PROBLEM DETAILS —
Pick out each line in these entries that contains the string "potted".

== PROVIDED DATA

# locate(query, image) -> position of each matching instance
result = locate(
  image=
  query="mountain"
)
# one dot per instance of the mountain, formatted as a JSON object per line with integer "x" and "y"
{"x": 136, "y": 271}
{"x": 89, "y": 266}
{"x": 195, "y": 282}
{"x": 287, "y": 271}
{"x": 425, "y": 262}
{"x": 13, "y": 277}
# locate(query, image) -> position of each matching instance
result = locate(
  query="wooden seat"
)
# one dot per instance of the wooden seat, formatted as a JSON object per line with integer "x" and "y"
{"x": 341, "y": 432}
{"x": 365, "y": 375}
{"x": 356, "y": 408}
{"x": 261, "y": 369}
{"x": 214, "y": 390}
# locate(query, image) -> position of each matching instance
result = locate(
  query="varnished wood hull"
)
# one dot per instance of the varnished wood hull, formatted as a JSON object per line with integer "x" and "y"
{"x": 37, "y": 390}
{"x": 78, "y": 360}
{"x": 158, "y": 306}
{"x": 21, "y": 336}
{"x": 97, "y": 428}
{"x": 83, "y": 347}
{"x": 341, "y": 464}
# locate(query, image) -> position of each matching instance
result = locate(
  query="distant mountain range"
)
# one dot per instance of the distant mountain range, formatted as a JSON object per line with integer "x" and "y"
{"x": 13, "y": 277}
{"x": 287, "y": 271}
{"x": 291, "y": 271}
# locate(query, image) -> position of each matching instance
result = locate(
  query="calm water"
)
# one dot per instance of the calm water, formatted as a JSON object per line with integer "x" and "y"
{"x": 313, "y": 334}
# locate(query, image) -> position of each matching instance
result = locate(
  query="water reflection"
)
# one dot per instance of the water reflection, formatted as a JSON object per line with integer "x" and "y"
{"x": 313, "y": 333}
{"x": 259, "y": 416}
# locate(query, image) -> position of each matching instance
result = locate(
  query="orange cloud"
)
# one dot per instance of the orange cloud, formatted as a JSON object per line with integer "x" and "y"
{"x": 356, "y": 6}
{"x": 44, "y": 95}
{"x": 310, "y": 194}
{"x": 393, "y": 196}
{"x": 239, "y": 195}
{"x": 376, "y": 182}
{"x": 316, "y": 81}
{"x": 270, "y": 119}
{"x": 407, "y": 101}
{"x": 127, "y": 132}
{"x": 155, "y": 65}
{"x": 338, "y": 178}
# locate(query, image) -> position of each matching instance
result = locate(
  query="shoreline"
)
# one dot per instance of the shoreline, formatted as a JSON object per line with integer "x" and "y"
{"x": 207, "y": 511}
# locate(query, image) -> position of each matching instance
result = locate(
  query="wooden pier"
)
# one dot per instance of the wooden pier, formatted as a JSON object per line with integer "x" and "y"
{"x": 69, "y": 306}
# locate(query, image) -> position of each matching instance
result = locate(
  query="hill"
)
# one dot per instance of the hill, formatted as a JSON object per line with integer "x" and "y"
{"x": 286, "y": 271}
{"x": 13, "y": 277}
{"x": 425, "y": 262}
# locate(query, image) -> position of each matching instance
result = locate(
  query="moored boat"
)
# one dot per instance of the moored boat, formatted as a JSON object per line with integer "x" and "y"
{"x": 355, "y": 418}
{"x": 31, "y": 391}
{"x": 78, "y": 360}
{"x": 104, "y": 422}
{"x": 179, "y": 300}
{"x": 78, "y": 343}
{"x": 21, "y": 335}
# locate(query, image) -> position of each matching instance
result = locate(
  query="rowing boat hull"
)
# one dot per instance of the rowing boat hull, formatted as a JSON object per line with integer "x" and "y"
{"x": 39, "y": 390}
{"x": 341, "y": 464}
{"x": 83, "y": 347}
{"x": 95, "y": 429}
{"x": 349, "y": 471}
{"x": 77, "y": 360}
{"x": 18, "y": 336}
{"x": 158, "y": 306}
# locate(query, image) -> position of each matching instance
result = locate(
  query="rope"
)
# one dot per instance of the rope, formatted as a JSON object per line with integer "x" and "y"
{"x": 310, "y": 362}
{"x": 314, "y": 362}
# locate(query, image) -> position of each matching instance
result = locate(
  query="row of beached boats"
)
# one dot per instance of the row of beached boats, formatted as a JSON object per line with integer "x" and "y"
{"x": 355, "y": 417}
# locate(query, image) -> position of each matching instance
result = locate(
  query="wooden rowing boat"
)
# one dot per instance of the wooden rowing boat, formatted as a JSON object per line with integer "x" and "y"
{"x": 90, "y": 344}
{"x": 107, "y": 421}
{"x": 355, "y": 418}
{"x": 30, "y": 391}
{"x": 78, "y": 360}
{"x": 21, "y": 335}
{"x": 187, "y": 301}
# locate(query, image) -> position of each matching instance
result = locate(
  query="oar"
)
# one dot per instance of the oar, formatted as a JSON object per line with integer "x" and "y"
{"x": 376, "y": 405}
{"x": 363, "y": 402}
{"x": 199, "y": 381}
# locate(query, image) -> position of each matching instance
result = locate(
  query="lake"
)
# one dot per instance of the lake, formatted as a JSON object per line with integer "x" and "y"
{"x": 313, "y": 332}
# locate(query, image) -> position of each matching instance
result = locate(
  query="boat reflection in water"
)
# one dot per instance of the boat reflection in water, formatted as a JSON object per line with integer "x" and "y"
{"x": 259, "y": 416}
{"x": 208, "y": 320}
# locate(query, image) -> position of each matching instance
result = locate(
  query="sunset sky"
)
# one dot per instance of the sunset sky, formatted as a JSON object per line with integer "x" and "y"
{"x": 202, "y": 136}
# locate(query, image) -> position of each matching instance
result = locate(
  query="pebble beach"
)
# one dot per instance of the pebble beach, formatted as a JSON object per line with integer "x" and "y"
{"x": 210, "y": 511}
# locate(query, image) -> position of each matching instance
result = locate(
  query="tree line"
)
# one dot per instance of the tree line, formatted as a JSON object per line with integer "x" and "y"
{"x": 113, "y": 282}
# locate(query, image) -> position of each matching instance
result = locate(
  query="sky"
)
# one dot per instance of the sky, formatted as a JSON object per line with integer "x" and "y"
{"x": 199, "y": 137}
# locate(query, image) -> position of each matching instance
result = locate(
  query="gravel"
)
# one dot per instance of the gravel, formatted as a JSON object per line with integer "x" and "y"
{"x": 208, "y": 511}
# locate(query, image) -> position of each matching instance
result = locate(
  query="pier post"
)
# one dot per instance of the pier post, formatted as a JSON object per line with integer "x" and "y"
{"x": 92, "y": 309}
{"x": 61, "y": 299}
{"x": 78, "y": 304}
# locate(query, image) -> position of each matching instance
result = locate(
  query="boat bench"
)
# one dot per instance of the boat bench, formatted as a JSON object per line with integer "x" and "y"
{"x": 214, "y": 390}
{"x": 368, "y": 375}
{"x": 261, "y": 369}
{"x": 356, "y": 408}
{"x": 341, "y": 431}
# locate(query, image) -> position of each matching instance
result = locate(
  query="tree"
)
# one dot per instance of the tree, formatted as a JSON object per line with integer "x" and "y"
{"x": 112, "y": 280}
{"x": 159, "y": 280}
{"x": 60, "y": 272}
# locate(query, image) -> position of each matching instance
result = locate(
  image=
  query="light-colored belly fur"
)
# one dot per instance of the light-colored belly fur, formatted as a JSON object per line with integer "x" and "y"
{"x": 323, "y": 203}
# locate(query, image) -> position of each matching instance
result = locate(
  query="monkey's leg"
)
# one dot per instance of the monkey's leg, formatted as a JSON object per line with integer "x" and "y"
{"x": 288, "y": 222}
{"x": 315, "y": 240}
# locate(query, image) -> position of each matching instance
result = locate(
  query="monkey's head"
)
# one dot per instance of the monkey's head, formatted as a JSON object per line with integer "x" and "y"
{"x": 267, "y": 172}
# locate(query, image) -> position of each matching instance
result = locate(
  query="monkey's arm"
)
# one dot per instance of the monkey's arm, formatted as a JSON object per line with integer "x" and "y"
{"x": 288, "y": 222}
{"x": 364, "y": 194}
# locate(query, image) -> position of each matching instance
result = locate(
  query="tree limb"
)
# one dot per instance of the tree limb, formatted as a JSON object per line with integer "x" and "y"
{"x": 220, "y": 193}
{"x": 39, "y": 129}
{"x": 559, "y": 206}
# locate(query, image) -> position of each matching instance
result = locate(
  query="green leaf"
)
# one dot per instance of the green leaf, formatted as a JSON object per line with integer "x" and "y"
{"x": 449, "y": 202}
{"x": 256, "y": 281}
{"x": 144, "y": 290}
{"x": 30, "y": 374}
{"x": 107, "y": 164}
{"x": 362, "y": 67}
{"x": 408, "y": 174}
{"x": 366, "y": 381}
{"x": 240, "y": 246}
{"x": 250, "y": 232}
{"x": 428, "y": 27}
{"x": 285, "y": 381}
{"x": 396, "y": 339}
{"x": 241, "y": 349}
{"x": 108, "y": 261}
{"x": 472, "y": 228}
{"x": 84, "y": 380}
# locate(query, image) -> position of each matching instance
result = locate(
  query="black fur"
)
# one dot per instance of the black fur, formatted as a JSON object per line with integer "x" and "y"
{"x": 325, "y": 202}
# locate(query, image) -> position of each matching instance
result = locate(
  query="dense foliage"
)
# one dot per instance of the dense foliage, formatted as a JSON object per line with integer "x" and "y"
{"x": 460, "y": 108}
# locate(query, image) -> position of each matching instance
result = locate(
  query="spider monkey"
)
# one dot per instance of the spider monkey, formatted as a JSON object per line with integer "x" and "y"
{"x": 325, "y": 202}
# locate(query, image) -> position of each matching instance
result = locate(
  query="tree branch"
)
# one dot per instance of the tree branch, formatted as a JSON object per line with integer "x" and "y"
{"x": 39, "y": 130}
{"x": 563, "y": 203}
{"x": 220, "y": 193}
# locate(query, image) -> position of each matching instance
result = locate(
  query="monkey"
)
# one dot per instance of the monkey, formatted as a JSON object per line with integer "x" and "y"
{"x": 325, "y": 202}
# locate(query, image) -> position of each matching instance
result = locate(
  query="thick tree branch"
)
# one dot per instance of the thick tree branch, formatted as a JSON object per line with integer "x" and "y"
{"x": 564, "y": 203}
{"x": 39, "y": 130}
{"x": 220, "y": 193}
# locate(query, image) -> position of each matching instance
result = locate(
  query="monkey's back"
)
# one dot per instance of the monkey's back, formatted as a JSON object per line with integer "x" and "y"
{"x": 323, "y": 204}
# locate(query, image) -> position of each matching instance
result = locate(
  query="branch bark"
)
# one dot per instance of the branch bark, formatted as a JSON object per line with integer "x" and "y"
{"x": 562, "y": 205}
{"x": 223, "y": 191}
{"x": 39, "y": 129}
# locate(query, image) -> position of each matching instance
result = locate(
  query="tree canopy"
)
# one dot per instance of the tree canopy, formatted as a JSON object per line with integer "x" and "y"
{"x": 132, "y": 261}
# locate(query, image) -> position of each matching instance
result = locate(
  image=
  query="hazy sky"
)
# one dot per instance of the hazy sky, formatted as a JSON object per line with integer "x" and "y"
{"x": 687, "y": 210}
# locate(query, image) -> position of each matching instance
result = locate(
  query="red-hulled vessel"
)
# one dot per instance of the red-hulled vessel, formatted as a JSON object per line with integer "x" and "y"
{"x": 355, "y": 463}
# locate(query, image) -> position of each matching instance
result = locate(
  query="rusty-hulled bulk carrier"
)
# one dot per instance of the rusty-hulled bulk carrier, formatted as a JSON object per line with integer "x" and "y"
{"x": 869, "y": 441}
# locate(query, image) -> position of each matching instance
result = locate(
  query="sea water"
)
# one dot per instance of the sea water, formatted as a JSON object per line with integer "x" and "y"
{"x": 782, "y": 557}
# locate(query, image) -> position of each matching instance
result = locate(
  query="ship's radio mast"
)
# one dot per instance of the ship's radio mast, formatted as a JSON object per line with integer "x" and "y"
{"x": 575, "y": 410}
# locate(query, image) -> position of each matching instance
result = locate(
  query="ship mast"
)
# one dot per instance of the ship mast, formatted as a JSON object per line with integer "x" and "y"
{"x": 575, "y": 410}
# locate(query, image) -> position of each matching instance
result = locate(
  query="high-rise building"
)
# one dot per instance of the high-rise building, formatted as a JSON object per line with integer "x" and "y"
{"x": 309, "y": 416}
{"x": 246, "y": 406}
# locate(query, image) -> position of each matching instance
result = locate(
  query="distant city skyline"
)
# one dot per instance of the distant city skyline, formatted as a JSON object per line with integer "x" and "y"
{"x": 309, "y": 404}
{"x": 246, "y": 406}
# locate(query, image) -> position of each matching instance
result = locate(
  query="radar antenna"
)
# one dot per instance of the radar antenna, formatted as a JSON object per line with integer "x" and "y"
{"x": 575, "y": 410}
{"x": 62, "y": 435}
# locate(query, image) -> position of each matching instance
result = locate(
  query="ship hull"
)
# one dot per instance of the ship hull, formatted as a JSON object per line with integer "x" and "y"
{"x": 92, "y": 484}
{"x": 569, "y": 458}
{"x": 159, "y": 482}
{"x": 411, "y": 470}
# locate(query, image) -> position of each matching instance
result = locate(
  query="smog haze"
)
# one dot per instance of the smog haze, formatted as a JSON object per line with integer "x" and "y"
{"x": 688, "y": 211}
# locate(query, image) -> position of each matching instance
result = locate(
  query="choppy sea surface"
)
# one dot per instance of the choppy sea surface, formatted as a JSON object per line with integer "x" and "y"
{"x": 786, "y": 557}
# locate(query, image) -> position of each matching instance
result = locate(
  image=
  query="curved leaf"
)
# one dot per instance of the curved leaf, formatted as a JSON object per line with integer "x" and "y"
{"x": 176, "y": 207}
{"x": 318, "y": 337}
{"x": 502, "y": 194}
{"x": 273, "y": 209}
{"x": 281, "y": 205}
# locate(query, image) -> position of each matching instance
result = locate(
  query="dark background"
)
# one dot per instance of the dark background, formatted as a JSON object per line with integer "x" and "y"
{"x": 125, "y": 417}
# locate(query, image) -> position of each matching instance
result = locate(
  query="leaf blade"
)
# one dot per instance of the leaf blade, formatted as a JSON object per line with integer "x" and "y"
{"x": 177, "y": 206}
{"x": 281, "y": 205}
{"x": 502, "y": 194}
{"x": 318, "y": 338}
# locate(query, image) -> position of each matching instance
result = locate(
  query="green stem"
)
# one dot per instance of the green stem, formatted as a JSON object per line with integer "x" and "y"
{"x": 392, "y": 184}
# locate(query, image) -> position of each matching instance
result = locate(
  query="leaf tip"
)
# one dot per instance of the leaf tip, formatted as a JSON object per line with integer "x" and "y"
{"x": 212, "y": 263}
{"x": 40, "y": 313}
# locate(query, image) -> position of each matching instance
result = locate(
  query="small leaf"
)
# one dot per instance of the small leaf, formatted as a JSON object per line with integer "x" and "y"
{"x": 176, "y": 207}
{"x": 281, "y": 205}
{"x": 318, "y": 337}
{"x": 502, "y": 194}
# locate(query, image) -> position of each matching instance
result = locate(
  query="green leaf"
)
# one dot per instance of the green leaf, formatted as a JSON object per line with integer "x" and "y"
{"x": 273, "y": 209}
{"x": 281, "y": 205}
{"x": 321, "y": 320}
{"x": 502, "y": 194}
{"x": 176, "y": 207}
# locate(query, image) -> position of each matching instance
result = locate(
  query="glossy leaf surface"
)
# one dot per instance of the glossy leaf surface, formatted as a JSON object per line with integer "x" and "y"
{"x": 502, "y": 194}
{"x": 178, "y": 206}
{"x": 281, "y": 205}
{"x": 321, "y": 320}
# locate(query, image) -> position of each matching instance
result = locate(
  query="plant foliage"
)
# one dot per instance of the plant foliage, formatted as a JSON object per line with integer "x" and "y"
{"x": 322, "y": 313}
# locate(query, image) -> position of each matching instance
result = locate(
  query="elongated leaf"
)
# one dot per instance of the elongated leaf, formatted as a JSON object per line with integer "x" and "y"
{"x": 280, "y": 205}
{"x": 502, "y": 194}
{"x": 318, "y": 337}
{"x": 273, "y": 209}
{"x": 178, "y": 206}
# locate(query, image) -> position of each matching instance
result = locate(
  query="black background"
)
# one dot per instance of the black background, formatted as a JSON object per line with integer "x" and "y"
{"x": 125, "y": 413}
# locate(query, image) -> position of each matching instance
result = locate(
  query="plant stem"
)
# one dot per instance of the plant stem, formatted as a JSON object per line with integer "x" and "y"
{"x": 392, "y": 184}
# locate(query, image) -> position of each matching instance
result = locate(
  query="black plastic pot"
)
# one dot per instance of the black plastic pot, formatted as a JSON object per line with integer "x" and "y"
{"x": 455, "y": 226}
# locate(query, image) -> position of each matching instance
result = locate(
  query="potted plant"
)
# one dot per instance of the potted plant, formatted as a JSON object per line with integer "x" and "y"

====

SOLUTION TO THE EXERCISE —
  query="potted plant"
# one dot per instance of the potted plant, formatted as a JSON object per line with integer "x" and "y"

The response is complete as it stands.